*** Opening Listed entries ***

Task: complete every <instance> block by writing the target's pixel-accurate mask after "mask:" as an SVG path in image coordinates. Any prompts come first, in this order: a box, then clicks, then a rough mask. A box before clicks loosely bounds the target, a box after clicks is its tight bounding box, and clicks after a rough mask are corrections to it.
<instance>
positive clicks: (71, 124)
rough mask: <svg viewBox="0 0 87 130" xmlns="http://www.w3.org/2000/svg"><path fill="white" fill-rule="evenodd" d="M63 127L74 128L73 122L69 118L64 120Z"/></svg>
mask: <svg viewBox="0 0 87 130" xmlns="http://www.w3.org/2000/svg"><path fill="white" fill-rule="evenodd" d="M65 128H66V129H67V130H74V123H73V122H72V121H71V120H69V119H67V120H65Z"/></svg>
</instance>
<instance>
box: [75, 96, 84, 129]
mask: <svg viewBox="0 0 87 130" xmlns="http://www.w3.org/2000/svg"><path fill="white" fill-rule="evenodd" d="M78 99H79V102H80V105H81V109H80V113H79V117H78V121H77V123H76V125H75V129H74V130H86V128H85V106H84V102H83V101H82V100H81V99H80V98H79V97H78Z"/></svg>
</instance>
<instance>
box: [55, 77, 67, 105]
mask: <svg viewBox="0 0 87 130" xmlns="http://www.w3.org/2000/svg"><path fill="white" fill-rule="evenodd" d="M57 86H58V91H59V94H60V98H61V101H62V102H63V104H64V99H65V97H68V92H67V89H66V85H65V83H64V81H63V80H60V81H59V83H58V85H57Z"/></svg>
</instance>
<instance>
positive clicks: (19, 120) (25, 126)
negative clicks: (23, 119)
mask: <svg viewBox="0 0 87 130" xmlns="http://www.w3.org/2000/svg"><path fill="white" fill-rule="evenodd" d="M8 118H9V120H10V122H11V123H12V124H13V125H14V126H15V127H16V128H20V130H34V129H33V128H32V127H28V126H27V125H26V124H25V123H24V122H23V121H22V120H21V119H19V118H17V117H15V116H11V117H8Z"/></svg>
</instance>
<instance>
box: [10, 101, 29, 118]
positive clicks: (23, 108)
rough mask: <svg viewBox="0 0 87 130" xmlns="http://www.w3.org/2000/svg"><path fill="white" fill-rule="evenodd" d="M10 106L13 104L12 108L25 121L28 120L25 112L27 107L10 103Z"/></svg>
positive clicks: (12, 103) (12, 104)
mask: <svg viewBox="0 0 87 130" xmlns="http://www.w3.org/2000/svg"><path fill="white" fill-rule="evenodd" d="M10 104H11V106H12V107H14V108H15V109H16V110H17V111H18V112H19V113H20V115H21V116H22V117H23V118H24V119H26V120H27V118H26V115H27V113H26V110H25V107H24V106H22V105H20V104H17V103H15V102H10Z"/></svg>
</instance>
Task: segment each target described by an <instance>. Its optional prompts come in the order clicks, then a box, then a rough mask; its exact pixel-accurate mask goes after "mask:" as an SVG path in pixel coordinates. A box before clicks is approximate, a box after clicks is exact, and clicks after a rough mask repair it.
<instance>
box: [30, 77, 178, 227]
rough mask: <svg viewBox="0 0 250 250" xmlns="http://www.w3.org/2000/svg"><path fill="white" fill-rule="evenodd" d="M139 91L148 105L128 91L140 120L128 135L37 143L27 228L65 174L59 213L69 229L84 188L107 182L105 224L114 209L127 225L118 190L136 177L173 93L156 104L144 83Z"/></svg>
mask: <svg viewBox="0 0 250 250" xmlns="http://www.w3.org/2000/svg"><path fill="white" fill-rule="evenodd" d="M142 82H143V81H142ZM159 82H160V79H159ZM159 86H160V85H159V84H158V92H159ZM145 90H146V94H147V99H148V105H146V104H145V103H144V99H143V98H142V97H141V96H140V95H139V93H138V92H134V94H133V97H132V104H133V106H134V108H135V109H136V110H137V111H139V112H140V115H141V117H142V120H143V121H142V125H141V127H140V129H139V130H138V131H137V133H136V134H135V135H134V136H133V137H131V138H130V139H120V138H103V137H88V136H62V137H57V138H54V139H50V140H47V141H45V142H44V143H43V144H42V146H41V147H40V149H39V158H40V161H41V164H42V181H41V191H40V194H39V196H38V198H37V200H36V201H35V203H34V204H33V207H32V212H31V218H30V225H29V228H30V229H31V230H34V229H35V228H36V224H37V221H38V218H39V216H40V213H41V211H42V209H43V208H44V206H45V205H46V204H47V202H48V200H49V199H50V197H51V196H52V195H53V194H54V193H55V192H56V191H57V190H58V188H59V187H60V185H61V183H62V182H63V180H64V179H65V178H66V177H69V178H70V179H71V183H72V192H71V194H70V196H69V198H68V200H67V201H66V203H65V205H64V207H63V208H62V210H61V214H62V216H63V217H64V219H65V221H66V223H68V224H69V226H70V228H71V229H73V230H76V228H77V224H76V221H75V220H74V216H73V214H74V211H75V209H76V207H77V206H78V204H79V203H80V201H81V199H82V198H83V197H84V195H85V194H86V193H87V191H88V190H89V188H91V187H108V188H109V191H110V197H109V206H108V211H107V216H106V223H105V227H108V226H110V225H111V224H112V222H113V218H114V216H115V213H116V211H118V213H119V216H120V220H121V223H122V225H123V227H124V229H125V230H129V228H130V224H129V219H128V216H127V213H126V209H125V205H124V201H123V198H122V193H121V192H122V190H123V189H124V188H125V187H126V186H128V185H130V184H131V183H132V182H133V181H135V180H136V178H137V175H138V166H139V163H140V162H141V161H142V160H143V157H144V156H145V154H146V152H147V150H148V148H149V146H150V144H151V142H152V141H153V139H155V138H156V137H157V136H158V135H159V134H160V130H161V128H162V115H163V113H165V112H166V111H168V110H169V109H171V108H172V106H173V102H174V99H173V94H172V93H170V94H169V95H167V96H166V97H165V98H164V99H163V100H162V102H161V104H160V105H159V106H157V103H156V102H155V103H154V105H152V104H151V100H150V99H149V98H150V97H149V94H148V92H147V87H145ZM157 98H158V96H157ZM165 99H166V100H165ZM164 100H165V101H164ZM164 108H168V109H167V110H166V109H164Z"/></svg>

*** Closing Listed entries ***
*** Opening Listed entries ***

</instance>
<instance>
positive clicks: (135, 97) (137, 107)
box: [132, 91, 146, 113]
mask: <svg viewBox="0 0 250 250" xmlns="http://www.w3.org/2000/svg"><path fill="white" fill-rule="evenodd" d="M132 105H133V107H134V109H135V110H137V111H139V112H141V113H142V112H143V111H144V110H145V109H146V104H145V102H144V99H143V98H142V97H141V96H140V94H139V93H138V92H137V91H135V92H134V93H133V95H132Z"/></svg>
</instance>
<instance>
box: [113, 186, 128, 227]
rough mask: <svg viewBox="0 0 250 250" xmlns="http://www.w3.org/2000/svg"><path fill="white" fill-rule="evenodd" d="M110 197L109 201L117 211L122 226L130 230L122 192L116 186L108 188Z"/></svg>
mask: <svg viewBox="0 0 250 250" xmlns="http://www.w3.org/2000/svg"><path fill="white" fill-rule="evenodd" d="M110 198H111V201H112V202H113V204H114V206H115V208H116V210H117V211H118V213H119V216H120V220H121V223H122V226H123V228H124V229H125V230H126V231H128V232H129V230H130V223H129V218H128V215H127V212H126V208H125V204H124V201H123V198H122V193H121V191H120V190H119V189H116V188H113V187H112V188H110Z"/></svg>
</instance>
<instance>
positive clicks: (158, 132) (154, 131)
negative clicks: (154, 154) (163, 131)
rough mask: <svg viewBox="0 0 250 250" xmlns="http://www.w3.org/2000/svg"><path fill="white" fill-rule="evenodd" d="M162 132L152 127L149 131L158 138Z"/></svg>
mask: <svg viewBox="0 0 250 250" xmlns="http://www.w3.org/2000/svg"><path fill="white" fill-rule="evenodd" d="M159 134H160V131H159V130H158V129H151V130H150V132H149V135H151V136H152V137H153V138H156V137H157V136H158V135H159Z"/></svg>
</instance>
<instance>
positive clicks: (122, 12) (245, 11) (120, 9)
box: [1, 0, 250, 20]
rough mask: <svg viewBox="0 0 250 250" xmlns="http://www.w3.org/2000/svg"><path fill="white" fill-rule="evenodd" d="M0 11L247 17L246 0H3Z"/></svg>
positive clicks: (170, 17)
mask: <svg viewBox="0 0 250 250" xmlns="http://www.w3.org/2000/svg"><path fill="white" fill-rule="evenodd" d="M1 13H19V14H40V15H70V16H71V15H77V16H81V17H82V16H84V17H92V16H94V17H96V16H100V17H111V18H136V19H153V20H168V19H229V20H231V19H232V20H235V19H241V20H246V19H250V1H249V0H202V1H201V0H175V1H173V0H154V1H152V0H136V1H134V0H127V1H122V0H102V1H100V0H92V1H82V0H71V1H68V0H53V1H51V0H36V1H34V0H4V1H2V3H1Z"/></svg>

*** Closing Listed entries ***
*** Opening Listed entries ***

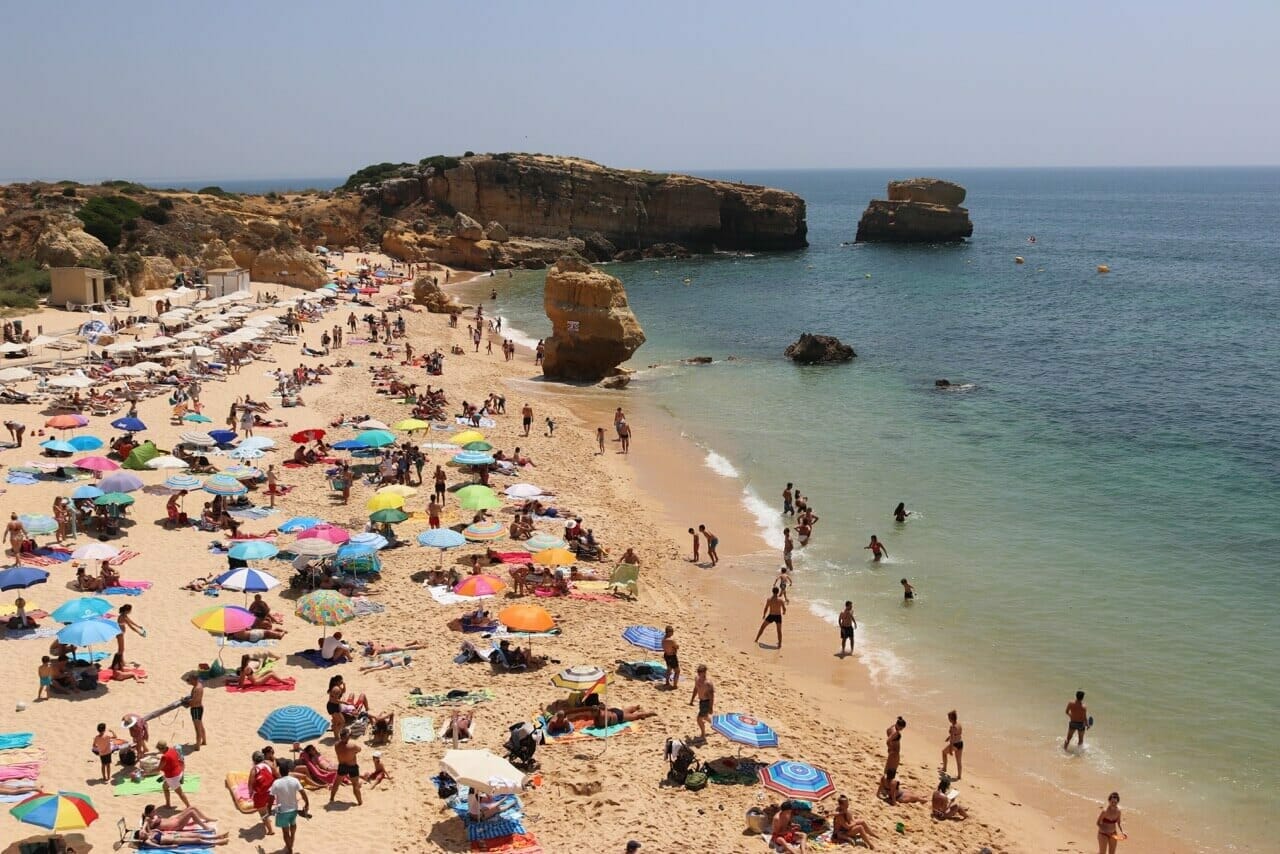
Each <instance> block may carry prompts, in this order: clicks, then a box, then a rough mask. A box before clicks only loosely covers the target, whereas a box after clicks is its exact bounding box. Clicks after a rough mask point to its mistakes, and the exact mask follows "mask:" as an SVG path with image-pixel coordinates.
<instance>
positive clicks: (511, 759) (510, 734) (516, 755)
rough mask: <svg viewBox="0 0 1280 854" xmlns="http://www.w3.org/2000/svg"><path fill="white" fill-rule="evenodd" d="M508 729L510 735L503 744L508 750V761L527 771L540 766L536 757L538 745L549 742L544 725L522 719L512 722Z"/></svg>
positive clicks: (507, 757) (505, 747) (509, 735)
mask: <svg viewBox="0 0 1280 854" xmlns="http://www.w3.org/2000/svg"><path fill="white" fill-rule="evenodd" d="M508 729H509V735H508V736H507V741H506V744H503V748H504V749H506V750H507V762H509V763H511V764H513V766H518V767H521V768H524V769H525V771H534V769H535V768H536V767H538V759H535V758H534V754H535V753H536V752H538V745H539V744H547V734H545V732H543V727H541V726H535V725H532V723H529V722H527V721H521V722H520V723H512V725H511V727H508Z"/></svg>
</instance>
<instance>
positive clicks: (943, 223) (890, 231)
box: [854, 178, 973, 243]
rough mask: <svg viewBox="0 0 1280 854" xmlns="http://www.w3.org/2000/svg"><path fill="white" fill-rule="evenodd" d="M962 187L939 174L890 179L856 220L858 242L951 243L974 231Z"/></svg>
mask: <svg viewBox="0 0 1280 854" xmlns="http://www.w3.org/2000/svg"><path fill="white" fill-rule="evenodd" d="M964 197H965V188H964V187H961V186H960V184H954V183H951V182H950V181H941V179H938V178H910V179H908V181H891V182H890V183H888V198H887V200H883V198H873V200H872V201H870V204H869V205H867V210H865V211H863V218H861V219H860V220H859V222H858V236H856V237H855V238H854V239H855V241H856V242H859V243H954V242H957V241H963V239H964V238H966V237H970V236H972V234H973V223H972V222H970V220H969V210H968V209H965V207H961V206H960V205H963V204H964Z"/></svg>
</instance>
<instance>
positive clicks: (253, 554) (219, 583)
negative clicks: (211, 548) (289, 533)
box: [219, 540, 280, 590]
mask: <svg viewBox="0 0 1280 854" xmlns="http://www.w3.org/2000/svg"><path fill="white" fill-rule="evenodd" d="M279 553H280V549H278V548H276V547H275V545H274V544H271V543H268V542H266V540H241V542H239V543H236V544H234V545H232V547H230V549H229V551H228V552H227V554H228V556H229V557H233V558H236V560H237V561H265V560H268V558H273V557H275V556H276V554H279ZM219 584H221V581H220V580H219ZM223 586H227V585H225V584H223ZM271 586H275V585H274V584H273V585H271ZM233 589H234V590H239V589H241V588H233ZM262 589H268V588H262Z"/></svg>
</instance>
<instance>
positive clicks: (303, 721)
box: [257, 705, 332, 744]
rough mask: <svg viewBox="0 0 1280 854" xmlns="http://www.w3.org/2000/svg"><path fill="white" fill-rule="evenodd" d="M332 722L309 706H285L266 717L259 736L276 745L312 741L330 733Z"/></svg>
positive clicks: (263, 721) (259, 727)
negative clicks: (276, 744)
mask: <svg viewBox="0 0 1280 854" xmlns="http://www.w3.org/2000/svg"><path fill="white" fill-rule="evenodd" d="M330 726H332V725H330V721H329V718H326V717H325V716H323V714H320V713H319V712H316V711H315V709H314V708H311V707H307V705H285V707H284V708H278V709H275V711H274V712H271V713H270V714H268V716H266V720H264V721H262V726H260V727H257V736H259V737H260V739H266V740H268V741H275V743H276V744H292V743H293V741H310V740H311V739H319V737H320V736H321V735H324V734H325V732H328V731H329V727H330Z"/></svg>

*** Closing Listed entries ***

## What you should do
Your answer should consist of every line from the entries that holds "prompts".

## Answer for this exercise
Task: complete every <instance> block by writing the target's pixel-accurate mask after "mask:" as an SVG path in image coordinates. Any prompts come first, in this order: a box, then clicks, then a rough mask. A box before clicks loosely bounds the target, a box after clicks is its tight bounding box, and clicks after a rough mask are corrections to it.
Task: segment each target described by an <instance>. Its optional prompts come in the order clicks, then a box, then a rough mask; its exact pixel-accurate mask goes after "mask:" as an SVG path in pixel coordinates. A box before clicks is approximate, a box after clicks is exact, and clicks after a rough mask repair it.
Each <instance> block may carry prompts, in this order: clicks, then a box, then a rough mask. A box before clicks only loosely covers the target, whereas a box after clicks is its exact bounding box. Clicks after a rough mask point to its mistakes, and the exact mask follows "mask:" as an SVG path with image-pixel coordinates.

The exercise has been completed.